▸ **GIVEN TASK**: Lay out the entries below as a JSON list of strings, one string per line with blank lines omitted. Include only the part that starts at the line containing "of the gray" and continues through the last of the entries.
--- BEGIN ---
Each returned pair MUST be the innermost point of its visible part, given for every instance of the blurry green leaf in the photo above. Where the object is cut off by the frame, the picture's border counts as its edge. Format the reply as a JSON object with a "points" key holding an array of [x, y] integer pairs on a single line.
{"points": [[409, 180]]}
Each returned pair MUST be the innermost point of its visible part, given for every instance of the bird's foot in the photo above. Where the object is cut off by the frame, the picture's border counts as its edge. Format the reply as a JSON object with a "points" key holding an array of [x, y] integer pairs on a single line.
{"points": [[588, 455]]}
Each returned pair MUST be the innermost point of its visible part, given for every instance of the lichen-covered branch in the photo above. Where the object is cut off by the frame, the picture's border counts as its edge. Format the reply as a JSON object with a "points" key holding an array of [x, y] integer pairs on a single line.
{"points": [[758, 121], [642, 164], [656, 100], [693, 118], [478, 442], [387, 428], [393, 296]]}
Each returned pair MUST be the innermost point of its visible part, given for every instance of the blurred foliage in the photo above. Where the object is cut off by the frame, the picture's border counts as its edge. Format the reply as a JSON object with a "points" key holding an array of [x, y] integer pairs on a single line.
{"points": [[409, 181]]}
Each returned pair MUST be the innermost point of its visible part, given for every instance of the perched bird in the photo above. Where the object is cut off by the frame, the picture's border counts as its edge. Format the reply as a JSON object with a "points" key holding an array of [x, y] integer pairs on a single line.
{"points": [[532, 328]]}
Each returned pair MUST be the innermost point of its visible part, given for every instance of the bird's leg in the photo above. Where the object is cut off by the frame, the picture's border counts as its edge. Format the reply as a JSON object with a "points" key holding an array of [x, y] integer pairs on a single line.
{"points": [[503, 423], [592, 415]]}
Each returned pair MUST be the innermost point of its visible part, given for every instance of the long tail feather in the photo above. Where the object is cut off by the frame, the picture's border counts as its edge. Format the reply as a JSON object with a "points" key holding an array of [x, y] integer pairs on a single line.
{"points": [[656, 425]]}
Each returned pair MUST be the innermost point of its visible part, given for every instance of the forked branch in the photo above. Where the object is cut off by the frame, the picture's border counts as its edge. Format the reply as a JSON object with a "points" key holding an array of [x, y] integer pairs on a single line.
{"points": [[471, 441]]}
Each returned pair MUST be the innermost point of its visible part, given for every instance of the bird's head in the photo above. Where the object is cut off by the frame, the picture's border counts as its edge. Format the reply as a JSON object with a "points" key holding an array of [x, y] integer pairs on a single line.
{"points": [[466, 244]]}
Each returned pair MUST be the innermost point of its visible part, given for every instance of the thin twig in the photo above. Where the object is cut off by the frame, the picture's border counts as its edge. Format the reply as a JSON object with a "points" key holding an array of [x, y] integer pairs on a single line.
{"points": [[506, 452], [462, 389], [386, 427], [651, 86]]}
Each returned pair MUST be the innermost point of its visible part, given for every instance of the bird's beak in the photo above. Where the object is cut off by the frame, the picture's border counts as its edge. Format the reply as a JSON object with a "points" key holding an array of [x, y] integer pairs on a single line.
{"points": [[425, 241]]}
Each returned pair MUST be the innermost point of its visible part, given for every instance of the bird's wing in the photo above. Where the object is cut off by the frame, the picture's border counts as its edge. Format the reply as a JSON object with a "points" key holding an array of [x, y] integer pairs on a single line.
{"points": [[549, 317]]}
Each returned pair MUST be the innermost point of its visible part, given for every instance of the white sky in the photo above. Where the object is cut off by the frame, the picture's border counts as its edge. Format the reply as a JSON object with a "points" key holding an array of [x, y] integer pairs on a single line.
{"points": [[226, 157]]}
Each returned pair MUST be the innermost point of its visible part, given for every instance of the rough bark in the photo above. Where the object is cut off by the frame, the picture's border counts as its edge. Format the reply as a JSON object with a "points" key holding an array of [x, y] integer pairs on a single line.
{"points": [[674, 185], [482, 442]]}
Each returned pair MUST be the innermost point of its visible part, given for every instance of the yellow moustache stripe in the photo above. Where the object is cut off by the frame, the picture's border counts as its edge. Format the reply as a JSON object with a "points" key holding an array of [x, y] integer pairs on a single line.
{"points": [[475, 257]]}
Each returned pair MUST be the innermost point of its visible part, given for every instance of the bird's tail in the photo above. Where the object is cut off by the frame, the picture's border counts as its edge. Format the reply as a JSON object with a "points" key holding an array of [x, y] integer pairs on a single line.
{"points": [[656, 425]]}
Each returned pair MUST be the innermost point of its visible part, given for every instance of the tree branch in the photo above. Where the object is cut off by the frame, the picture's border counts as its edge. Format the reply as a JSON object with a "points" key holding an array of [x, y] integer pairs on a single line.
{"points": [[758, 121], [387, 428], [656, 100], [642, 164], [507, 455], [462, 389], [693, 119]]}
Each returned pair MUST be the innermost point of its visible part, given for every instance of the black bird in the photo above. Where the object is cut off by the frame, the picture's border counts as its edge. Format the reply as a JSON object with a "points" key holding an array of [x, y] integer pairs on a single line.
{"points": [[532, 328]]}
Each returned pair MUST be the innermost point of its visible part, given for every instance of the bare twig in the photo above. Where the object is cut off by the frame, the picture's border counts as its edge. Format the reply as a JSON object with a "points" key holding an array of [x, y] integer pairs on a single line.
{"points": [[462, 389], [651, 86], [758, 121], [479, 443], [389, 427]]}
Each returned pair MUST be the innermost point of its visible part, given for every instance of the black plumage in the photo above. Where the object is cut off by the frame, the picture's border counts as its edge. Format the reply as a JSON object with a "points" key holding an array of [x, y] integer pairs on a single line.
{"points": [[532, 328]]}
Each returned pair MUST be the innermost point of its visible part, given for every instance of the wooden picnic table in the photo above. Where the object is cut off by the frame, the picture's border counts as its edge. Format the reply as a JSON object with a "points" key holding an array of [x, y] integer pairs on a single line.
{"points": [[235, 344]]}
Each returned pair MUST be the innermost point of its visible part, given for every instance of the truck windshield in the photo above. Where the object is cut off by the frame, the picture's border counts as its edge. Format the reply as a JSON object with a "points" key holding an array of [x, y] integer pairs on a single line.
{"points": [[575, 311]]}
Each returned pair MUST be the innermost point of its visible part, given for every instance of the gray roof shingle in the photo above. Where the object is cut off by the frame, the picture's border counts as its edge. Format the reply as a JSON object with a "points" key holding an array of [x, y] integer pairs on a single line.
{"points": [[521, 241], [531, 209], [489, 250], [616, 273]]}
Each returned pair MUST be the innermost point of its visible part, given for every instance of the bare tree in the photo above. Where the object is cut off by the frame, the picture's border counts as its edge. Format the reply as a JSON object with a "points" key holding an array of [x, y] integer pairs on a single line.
--- END ---
▸ **FULL RESPONSE**:
[
  "Each returned pair MUST be the innermost point of its visible part, given for every instance of the gray roof shingle in the photo above. Where the object is cut off by the frame, the picture's border counts as its edge. Format the reply as a JSON object with a \"points\" key holding an array of [x, y] integer pairs on a single line.",
  "{\"points\": [[521, 241], [531, 209], [489, 250], [616, 273]]}",
  "Each returned pair MUST be the innermost point of its visible part, given for every instance of the bare tree in the photo above. Where the object is cut off by the frame, the picture's border counts as its edge. Format the reply as a JSON object with a \"points\" key holding an array of [x, y] integer pairs on a single line."
]